(Agence Ecofin) – Après avoir officialisé leur réconciliation en 2022 suite à une brouille diplomatique, Rabat et Madrid s’efforcent de renforcer les bases de leur nouveau partenariat stratégique et inaugurent un nouveau cycle dans les relations triangulaires entre le Maroc, l’Espagne et l’Afrique en soutenant le projet de gazoduc entre le Royaume Chérifien et le Nigéria.
A Rabat, le roi Mohammed VI et Pedro Sanchez se rencontrent pour la deuxième fois depuis la fin de la crise diplomatique entre le Maroc et l’Espagne en mars 2022. Annoncée par la présidence espagnole, cette visite du responsable espagnol, la première après sa récente réélection, souligne “les liens profonds qui unissent les deux pays”, indique le communiqué du gouvernement espagnol, qualifiant le Maroc de “pays voisin, ami et allié stratégique de l’Espagne dans tous les domaines”. Cela illustre l’engagement pris par Pedro Sanchez dans la lettre adressée au roi du Maroc le 14 mars 2022 en vue d’inaugurer une nouvelle phase dans les relations entre les deux pays.
Accueilli par son homologue marocain Aziz Akhannouch, le Premier ministre espagnol était accompagné de son ministre des Affaires étrangères, José Manuel Albares, et de la secrétaire générale des Affaires étrangères, Emma Aparici. A son arrivée au palais royal de Rabat, le roi du Maroc a salué le président du gouvernement espagnol et les membres de la délégation qui l’accompagnent, comme le montrent les premières images officielles. Au menu de cette audience avec le souverain chérifien : le dossier du Sahara, la feuille de route maroco-espagnole et la co-organisation de la Coupe du monde 2030.

* [Données enregistrées]

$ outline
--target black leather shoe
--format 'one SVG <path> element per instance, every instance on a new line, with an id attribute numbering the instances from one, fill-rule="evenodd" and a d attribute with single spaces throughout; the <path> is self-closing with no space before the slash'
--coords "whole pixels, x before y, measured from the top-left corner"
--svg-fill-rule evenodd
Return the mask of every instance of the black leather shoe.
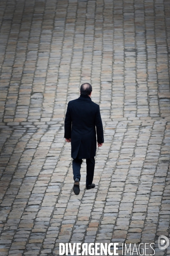
<path id="1" fill-rule="evenodd" d="M 79 182 L 78 180 L 75 180 L 75 183 L 74 183 L 73 186 L 73 191 L 74 193 L 76 195 L 79 194 L 80 193 L 80 186 Z"/>
<path id="2" fill-rule="evenodd" d="M 94 184 L 94 183 L 92 183 L 92 184 L 91 184 L 91 185 L 89 185 L 88 186 L 86 186 L 86 189 L 91 189 L 91 188 L 95 188 L 95 184 Z"/>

* [Série de tâches]
**A)** Dans le texte sur la visite de Pedro Sanchez au Maroc, qui accueille le Premier ministre espagnol ?
**B)** Citez le passage du texte sur la visite de Pedro Sanchez au Maroc qui va de « (Agence Ecofin) – » à « et le Nigéria. ».

* [Réponses complètes]
**A)** Son homologue marocain, Aziz Akhannouch.

**B)**
(Agence Ecofin) – Après avoir officialisé leur réconciliation en 2022 suite à une brouille diplomatique, Rabat et Madrid s’efforcent de renforcer les bases de leur nouveau partenariat stratégique et inaugurent un nouveau cycle dans les relations triangulaires entre le Maroc, l’Espagne et l’Afrique en soutenant le projet de gazoduc entre le Royaume Chérifien et le Nigéria.